[Location annotation dataset excerpts]
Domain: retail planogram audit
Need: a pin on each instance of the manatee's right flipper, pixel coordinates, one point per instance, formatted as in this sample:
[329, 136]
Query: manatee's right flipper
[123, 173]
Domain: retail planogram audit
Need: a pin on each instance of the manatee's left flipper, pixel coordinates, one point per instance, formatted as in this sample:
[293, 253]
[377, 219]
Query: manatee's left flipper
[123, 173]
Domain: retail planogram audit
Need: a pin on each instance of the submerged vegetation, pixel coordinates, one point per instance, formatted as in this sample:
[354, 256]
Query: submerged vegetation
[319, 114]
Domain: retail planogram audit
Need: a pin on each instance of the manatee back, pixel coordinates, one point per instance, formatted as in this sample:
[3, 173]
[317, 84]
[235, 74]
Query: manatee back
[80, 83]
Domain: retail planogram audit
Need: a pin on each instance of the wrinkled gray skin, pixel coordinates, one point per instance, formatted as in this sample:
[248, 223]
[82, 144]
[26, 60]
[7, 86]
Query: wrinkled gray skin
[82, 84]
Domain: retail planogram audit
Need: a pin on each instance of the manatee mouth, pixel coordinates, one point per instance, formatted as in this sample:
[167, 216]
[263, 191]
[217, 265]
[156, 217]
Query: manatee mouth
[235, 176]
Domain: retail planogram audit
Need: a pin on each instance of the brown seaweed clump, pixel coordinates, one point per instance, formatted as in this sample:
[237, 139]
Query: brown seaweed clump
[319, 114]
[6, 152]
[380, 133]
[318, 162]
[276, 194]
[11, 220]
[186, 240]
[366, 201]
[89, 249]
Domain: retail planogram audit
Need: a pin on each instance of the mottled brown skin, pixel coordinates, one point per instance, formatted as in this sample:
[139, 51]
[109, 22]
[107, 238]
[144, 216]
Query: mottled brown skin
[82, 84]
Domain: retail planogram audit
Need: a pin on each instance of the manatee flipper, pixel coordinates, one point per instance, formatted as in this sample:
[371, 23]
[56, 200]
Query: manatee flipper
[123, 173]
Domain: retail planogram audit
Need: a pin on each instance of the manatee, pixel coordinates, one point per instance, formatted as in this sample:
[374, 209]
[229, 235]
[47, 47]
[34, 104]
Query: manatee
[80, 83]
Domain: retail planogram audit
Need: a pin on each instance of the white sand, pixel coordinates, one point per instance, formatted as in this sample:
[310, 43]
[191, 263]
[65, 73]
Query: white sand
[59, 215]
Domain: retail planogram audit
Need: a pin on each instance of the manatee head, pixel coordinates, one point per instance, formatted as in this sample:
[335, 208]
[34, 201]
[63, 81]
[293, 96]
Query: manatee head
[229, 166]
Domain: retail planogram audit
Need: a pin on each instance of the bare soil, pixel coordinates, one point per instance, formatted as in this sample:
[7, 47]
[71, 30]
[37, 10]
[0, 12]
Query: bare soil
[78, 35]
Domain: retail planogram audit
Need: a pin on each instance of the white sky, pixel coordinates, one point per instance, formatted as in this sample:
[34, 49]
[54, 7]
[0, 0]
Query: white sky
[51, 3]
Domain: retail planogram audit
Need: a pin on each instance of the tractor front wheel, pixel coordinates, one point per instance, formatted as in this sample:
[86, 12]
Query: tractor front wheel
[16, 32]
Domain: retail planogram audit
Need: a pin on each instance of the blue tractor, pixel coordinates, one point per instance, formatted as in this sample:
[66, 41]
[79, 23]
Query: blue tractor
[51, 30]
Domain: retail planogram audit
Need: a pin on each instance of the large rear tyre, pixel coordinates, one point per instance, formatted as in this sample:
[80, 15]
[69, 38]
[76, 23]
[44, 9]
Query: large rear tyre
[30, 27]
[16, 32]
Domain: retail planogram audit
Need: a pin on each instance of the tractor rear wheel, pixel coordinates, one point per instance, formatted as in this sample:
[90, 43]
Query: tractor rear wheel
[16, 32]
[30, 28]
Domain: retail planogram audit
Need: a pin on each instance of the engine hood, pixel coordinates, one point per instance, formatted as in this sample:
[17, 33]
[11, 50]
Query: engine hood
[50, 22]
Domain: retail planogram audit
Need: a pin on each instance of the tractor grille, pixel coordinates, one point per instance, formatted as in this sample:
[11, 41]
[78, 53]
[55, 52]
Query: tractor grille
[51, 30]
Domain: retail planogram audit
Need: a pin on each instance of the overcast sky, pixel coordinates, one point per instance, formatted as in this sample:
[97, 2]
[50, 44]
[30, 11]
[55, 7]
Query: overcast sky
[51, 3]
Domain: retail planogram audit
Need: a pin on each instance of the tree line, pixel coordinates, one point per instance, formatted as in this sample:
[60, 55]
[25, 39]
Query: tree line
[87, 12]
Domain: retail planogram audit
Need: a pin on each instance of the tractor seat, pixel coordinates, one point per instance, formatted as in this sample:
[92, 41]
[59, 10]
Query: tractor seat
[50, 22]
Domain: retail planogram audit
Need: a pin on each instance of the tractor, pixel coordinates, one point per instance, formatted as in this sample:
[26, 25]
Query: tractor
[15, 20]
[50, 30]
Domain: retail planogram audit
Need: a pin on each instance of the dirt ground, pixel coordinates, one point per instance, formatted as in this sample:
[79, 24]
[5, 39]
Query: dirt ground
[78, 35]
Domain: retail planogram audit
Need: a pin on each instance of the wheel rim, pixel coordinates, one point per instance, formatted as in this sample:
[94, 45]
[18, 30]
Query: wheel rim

What you need to do
Every entry above needs to be quoted exactly.

The output
Domain: retail planogram audit
Need: a pin on each instance of the manatee's right flipper, pixel coordinates, one point per instance, formatted as in this sample:
[329, 136]
Query: manatee's right flipper
[123, 173]
Domain: retail planogram audit
Need: a pin on each instance of the manatee's left flipper, pixel coordinates, one point per instance, formatted as in this sample:
[293, 253]
[377, 219]
Query: manatee's left flipper
[123, 173]
Domain: retail planogram audit
Need: a pin on each instance of the submerged vegetation, pixel coordinates, one point per instance, formatted as in this sample:
[354, 256]
Query: submerged vegetation
[319, 114]
Domain: retail planogram audit
Need: a pin on each instance of the manatee back, pixel coordinates, one point per instance, formatted as in this sample:
[3, 173]
[317, 84]
[235, 74]
Query: manatee back
[80, 83]
Domain: retail planogram audit
Need: a pin on each instance of the wrinkled gray skin, pixel coordinates, one point per instance, formatted as in this sample:
[248, 223]
[82, 144]
[26, 60]
[7, 86]
Query: wrinkled gray skin
[82, 84]
Domain: retail planogram audit
Need: a pin on each instance of the manatee mouth, pixel coordinates, one point per instance, formatted as in this sample:
[167, 216]
[263, 191]
[217, 265]
[156, 217]
Query: manatee mouth
[235, 176]
Domain: retail planogram audit
Need: a pin on each instance of the brown seaweed clump, pixel coordinates, one point per instance, formatted as in this sample:
[237, 139]
Query: brown seaweed clump
[319, 114]
[6, 152]
[380, 133]
[318, 162]
[276, 194]
[11, 220]
[186, 240]
[366, 201]
[89, 249]
Domain: retail planogram audit
Need: a pin on each instance of the mottled brown skin, pixel coordinates, one point per instance, formatted as in this sample:
[139, 51]
[109, 22]
[107, 238]
[144, 216]
Query: mottled brown skin
[82, 84]
Domain: retail planogram audit
Need: a pin on each instance of the manatee flipper, pixel coordinates, one point per instance, formatted as in this sample:
[371, 23]
[56, 200]
Query: manatee flipper
[123, 173]
Domain: retail planogram audit
Need: a pin on each instance of the manatee, pixel coordinates, one point per instance, formatted as in this sample:
[374, 209]
[229, 235]
[47, 47]
[34, 104]
Query: manatee
[80, 83]
Domain: retail planogram audit
Need: a pin on each instance of the white sand, pixel coordinates, one point per instance, formatted as in this sample:
[310, 43]
[191, 263]
[65, 73]
Query: white sand
[59, 215]
Domain: retail planogram audit
Need: a pin on each instance of the manatee head, pixel coordinates, one point per instance, formatted as in this sample:
[335, 208]
[34, 201]
[63, 81]
[293, 96]
Query: manatee head
[229, 166]
Domain: retail planogram audit
Need: a pin on each instance of the bare soil, pixel coordinates, one point per instance, formatted as in this sample:
[7, 47]
[71, 30]
[37, 10]
[0, 12]
Query: bare soil
[78, 35]
Domain: retail planogram audit
Need: a pin on each instance of the white sky, pixel coordinates, one point per instance, formatted as in this sample:
[34, 49]
[54, 7]
[0, 0]
Query: white sky
[51, 3]
Domain: retail planogram audit
Need: a pin on each instance of the tractor front wheel, pixel coordinates, one point per instance, formatted as in this sample:
[86, 12]
Query: tractor front wheel
[16, 32]
Domain: retail planogram audit
Need: a pin on each instance of the blue tractor, pixel coordinates, one point per instance, formatted as in this sample:
[66, 41]
[79, 23]
Query: blue tractor
[51, 30]
Domain: retail planogram audit
Need: a pin on each instance of the large rear tyre, pixel coordinates, one point per instance, formatted as in this sample:
[80, 15]
[69, 38]
[76, 23]
[44, 9]
Query: large rear tyre
[30, 27]
[16, 32]
Domain: retail planogram audit
Need: a pin on each instance of the tractor rear wheel, pixel coordinates, one point per instance, formatted as in this sample:
[90, 43]
Query: tractor rear wheel
[16, 32]
[30, 28]
Domain: retail planogram audit
Need: a pin on each instance of the engine hood, pixel coordinates, one point per instance, formatted as in this sample:
[17, 33]
[11, 50]
Query: engine hood
[50, 22]
Domain: retail planogram audit
Need: a pin on each instance of the tractor grille, pixel coordinates, one point per instance, formatted as in this sample:
[11, 41]
[78, 53]
[55, 52]
Query: tractor grille
[51, 30]
Domain: retail planogram audit
Need: a pin on each instance of the overcast sky, pixel coordinates, one point per instance, formatted as in this sample:
[97, 2]
[50, 44]
[30, 11]
[55, 7]
Query: overcast sky
[51, 3]
Domain: retail planogram audit
Need: a pin on each instance of the tree line, pixel coordinates, one point per instance, formatted as in this sample:
[60, 55]
[25, 39]
Query: tree line
[87, 12]
Domain: retail planogram audit
Need: a pin on each instance of the tractor seat, pixel coordinates, one point per instance, formatted as in this sample:
[92, 41]
[59, 10]
Query: tractor seat
[50, 22]
Domain: retail planogram audit
Need: a pin on each instance of the tractor, pixel coordinates, one point per instance, formatted as in this sample:
[26, 25]
Query: tractor
[15, 20]
[50, 30]
Domain: retail planogram audit
Need: a pin on each instance of the dirt ground, pixel coordinates, one point per instance, formatted as in this sample:
[79, 24]
[5, 39]
Query: dirt ground
[78, 35]
Domain: retail planogram audit
Need: a pin on each instance of the wheel rim, pixel coordinates, one point per instance, formatted as in this sample:
[94, 45]
[18, 30]
Query: wheel rim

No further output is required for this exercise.